─── Provided records

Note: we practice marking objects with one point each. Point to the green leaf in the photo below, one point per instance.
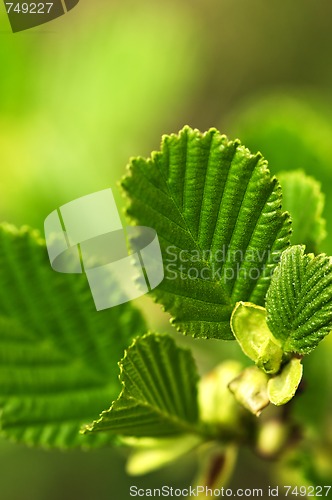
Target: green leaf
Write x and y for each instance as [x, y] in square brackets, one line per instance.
[303, 199]
[159, 396]
[249, 326]
[299, 300]
[58, 355]
[217, 213]
[149, 454]
[283, 386]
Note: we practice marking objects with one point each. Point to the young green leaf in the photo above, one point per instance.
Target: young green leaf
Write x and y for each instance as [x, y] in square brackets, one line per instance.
[58, 355]
[303, 199]
[283, 386]
[159, 395]
[217, 213]
[299, 300]
[249, 326]
[250, 389]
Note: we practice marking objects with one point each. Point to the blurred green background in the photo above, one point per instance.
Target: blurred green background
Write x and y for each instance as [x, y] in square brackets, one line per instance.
[82, 94]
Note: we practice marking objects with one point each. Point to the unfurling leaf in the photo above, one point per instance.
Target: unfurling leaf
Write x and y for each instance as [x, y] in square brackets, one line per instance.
[159, 395]
[249, 326]
[217, 213]
[299, 300]
[58, 355]
[250, 389]
[282, 387]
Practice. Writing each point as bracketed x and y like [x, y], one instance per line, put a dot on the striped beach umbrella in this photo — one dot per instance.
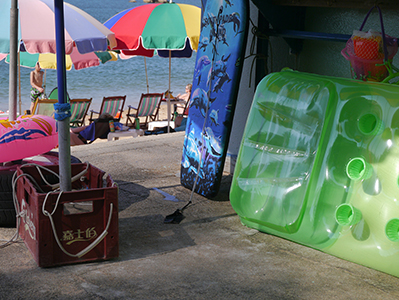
[37, 28]
[75, 59]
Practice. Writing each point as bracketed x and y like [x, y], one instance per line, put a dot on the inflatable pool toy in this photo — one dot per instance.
[319, 165]
[215, 87]
[27, 136]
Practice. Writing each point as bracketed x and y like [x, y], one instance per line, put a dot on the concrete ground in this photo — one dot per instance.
[209, 255]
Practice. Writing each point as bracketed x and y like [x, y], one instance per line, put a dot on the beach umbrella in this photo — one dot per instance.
[36, 31]
[36, 28]
[52, 26]
[75, 59]
[171, 29]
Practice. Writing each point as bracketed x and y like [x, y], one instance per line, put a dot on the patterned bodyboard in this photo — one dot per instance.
[214, 93]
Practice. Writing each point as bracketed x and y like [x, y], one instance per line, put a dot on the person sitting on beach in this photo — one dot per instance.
[99, 128]
[179, 107]
[36, 81]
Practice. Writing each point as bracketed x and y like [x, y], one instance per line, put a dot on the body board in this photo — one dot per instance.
[214, 93]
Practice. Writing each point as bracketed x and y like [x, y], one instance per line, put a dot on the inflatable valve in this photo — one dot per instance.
[370, 124]
[347, 215]
[392, 230]
[358, 169]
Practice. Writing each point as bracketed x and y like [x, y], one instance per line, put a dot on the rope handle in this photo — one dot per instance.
[384, 41]
[88, 248]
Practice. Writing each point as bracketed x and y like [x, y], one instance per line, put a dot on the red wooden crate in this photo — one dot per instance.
[80, 217]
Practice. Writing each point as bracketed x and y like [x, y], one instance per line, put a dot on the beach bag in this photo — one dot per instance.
[370, 53]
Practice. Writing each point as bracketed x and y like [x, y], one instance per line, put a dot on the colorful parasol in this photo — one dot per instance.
[166, 26]
[171, 29]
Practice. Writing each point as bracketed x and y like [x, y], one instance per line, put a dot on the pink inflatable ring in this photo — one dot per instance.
[27, 136]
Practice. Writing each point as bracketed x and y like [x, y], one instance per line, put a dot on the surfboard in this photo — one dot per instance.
[214, 93]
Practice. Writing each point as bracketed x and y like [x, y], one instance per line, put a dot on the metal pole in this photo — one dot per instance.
[63, 125]
[13, 79]
[19, 85]
[146, 74]
[169, 112]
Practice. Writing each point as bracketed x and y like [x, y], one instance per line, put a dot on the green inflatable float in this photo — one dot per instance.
[319, 165]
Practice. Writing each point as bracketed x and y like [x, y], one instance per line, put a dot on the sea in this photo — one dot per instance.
[114, 78]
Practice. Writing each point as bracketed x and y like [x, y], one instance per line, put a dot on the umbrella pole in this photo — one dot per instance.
[169, 112]
[19, 84]
[63, 123]
[13, 78]
[146, 75]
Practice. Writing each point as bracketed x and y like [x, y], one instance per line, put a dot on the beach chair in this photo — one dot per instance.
[110, 105]
[79, 110]
[44, 107]
[148, 107]
[54, 95]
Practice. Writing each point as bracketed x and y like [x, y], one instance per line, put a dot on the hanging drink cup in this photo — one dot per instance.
[369, 61]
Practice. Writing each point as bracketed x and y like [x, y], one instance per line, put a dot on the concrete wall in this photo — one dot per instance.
[318, 57]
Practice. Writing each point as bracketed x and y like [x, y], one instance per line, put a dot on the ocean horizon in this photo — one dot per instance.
[114, 78]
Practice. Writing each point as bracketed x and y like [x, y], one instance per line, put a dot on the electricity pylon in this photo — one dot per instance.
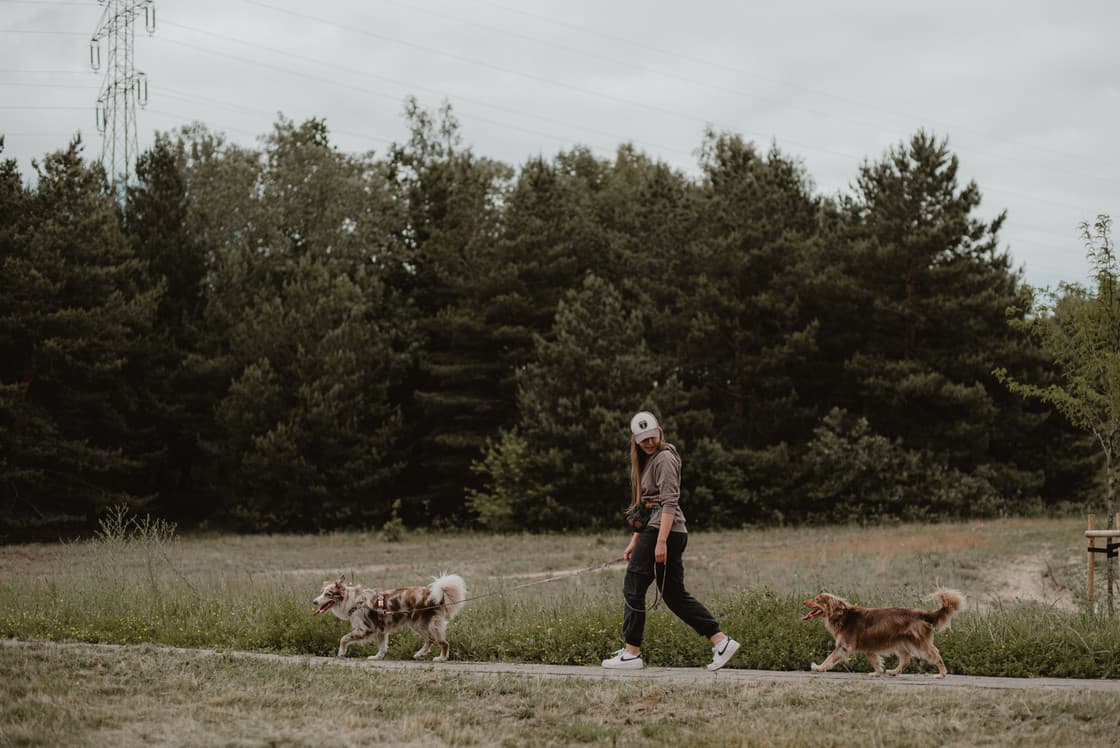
[123, 87]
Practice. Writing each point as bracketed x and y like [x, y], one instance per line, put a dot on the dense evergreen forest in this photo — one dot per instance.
[292, 337]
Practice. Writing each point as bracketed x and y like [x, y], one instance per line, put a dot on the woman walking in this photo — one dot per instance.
[655, 549]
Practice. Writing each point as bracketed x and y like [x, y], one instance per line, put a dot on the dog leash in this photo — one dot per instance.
[502, 591]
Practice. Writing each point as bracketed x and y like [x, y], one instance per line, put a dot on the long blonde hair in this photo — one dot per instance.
[638, 459]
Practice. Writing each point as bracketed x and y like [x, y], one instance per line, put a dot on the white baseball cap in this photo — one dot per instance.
[644, 424]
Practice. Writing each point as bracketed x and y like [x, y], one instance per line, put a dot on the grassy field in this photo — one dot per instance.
[77, 697]
[139, 582]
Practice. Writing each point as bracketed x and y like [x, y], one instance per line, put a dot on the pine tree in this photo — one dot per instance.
[74, 312]
[743, 334]
[566, 463]
[931, 284]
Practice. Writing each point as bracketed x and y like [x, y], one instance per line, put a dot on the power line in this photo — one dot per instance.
[414, 86]
[339, 84]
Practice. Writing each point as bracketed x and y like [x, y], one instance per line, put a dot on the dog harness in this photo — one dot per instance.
[379, 606]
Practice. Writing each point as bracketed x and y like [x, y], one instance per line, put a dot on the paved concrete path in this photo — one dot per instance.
[658, 674]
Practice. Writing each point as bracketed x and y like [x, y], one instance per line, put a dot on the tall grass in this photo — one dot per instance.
[131, 583]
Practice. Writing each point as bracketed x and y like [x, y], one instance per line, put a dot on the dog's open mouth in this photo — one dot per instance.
[812, 614]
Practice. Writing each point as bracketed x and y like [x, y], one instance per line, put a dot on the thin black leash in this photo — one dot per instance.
[503, 591]
[659, 591]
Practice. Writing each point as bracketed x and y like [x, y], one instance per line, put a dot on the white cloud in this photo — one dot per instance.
[1025, 91]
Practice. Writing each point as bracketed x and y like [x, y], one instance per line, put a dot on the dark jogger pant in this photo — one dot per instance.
[670, 578]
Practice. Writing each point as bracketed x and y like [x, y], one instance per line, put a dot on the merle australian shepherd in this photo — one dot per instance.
[375, 613]
[876, 632]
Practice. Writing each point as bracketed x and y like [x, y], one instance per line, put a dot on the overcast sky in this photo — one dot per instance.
[1026, 92]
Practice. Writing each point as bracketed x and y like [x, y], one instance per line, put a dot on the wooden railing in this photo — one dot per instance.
[1111, 549]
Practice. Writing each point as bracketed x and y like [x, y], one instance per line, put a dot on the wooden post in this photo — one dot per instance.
[1116, 525]
[1092, 544]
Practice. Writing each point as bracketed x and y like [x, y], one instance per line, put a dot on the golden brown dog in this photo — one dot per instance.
[876, 632]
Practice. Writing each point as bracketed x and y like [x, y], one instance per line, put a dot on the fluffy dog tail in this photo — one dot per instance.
[951, 601]
[451, 591]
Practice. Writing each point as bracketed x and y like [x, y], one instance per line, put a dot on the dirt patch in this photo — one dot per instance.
[1025, 578]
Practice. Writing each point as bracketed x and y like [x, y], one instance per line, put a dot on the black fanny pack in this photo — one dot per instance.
[638, 515]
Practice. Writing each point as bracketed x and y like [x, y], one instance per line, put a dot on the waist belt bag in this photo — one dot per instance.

──────

Task directions:
Rewrite everything in the listing from the line containing "on the golden" down to its last line, keeping every line. Multiply each x and y coordinate in the answers by 2.6, and round to whole numbers with halves rounded up.

Response for this exercise:
Practice. Writing each point as bracketed x and y like [x, y], one instance per line, put a dot on the golden brown dog in this photo — one dot per instance.
[2278, 1643]
Practice. Writing each point as bracketed x and y like [x, y], one instance per line, put a dot on the fluffy dog tail in this photo — one dot per instance.
[2473, 1563]
[1173, 1537]
Practice. Writing each point as bracketed x and y like [x, y], one instance per line, put a dot on the dirt patch in this photo — one dot per instance.
[2665, 1503]
Practice. Writing each point as bracketed x and y like [x, y], one instance per line, put a dot on the black fanny pack in this photo — one dot per instance.
[1659, 1339]
Practice. Writing each point as bracketed x and y like [x, y], one instance per line, put a dot on the waist belt bag in this photo — one dot per instance.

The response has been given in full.